THE PROBLEM:
Copy the items below line for line, without any changes.

Raw records:
- - -

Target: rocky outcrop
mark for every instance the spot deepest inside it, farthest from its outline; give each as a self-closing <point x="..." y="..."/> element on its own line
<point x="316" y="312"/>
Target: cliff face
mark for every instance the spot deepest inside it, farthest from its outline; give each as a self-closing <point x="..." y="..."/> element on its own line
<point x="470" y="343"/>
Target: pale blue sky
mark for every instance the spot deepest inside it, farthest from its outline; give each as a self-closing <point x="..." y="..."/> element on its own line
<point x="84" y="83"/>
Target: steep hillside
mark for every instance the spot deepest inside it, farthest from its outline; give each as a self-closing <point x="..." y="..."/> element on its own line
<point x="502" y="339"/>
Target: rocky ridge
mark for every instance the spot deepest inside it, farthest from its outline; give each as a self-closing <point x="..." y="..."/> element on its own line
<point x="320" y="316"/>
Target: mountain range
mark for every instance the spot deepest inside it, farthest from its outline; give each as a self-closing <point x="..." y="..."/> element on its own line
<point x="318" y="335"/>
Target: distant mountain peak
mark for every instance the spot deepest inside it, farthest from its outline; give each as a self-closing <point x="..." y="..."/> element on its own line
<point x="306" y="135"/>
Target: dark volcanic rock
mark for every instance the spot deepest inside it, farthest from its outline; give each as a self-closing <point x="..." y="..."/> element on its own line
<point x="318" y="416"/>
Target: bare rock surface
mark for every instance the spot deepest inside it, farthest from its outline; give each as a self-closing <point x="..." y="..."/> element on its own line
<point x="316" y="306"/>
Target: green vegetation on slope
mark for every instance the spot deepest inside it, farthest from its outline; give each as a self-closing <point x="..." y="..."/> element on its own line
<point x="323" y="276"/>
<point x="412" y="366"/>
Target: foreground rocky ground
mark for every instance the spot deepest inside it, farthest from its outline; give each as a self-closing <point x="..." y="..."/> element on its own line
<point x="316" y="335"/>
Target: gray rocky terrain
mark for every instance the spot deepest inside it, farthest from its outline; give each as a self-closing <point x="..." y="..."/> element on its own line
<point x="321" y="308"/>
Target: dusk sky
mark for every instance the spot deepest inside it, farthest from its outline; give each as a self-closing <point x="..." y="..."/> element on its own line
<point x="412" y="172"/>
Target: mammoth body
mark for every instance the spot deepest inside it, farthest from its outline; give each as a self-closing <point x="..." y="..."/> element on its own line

- - -

ANSWER TO THIS TASK:
Target: rocky outcrop
mark for every instance the spot deepest inside it, farthest from its outline; give each as a self-closing <point x="..." y="..."/> element on its own line
<point x="316" y="312"/>
Target: cliff face
mark for every instance the spot deepest inside it, farthest from its outline; give each as a self-closing <point x="..." y="..."/> element on its own line
<point x="470" y="343"/>
Target: pale blue sky
mark for every instance the spot deepest inside it, farthest from its outline; give each as a self-closing <point x="..." y="..."/> element on its own line
<point x="84" y="83"/>
Target: steep hillside
mark for every instance the spot deepest inside it, farthest from its outline; give each as a self-closing <point x="..." y="..."/> element on its own line
<point x="502" y="339"/>
Target: rocky ridge
mark for every instance the spot deepest inside it, farthest from its outline; give each as a self-closing <point x="..." y="..."/> element on its own line
<point x="320" y="316"/>
Target: mountain range
mark for every instance the spot deepest inside it, farthest from its outline; give each as a self-closing <point x="..." y="..."/> element on its own line
<point x="318" y="335"/>
Target: distant mountain peak
mark for every instance the spot deepest inside it, farthest from its outline; give each as a self-closing <point x="..." y="..."/> element on its own line
<point x="306" y="135"/>
Target: dark volcanic rock
mark for every instance the spot deepest inside it, farthest from its outline; give each as a self-closing <point x="..." y="..."/> element on its own line
<point x="318" y="416"/>
Target: bare rock surface
mark for every instance the spot deepest inside it, farthest from its outline; give each as a self-closing <point x="..." y="..."/> element on its own line
<point x="316" y="306"/>
Target: green vegetation on slope
mark for every instance the spot deepest inside it, farthest from its outline; give each as a self-closing <point x="..." y="..."/> element on its own line
<point x="323" y="276"/>
<point x="412" y="366"/>
Target: foreground rocky ground
mark for every instance the spot deepest inside it, farthest from its outline; give each as a self-closing <point x="..." y="..."/> element on its own line
<point x="316" y="335"/>
Target: gray rocky terrain
mark for every instance the spot deepest inside it, farthest from its outline; give each as a self-closing <point x="..." y="..."/> element on its own line
<point x="321" y="308"/>
Target: dusk sky
mark for every instance the spot deepest inside it, farthest from its outline; give each as a self-closing <point x="..." y="..."/> element on its own line
<point x="412" y="172"/>
Target: mammoth body
mark for every instance the spot deepest inside it, farthest from its outline; give each as a self-closing <point x="..." y="..."/> element on its own line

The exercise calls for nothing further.